[LISTED ENTRIES — start]

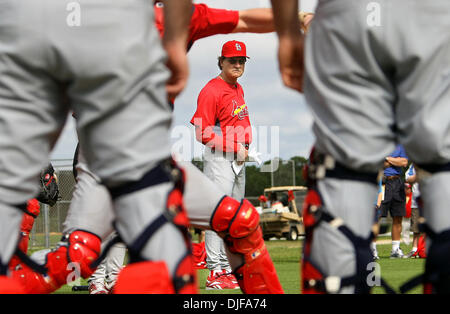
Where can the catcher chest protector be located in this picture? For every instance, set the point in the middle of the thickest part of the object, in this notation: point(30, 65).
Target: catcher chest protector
point(314, 280)
point(152, 277)
point(238, 224)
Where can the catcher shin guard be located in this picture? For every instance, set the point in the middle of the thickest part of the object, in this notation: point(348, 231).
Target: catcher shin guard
point(434, 199)
point(64, 264)
point(238, 224)
point(155, 276)
point(336, 254)
point(30, 214)
point(10, 286)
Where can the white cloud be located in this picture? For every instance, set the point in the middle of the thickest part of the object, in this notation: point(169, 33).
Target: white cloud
point(270, 103)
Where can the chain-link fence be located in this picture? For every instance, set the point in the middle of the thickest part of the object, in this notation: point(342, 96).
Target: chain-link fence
point(48, 225)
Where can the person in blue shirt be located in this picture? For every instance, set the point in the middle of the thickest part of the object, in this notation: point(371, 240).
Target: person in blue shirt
point(394, 200)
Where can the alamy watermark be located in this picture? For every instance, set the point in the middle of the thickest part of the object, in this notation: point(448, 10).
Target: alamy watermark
point(73, 18)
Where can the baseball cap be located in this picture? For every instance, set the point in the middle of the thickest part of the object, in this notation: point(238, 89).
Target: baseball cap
point(234, 48)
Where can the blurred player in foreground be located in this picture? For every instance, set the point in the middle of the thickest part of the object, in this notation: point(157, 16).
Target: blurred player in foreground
point(146, 231)
point(370, 85)
point(205, 22)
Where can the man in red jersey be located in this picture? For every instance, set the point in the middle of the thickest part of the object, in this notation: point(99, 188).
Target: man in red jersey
point(223, 126)
point(81, 215)
point(205, 22)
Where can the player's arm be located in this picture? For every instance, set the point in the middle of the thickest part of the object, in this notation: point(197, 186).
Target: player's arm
point(260, 20)
point(291, 42)
point(177, 14)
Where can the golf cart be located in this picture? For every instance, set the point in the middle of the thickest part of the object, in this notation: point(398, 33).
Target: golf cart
point(281, 212)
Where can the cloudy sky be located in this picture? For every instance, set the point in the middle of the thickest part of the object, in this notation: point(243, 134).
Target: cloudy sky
point(272, 107)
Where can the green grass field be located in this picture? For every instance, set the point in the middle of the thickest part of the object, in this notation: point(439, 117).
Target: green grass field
point(286, 257)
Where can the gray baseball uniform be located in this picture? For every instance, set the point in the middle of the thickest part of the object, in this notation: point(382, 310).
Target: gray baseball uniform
point(377, 72)
point(113, 76)
point(219, 170)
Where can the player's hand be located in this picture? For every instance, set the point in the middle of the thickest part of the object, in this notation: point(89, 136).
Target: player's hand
point(290, 57)
point(178, 65)
point(305, 20)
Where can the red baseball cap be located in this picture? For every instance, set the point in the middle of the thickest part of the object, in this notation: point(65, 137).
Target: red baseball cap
point(234, 48)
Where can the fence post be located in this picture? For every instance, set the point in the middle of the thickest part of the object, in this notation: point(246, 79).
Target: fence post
point(46, 226)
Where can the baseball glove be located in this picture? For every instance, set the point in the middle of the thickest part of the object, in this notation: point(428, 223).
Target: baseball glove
point(49, 192)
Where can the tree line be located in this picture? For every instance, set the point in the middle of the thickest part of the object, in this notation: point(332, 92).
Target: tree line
point(288, 172)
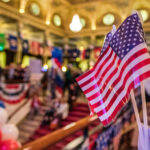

[LISTED ENTRIES — finish]

▶ _WHAT THE TASK REQUIRES_
The lines wanted run from the line containing "Target: baseball glove" through the end of the entries; return them exactly, both ends included, and keep pictures out.

▶ _EXERCISE OUTPUT_
Target: baseball glove
point(49, 192)
Where can the tree line be located in this picture? For every instance, set the point in the middle of the thickest part of the object, in this notation: point(332, 92).
Target: tree line
point(288, 172)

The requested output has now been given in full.